* Aim
Transcribe the records below exactly as they appear.

* Material to process
# # # #

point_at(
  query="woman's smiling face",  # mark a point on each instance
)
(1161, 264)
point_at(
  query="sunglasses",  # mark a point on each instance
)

# # # #

* Task result
point_at(
  query="woman's smiling face",  # mark a point on each instance
)
(1161, 264)
point_at(
  query="sunglasses",  # mark a point on each instance
)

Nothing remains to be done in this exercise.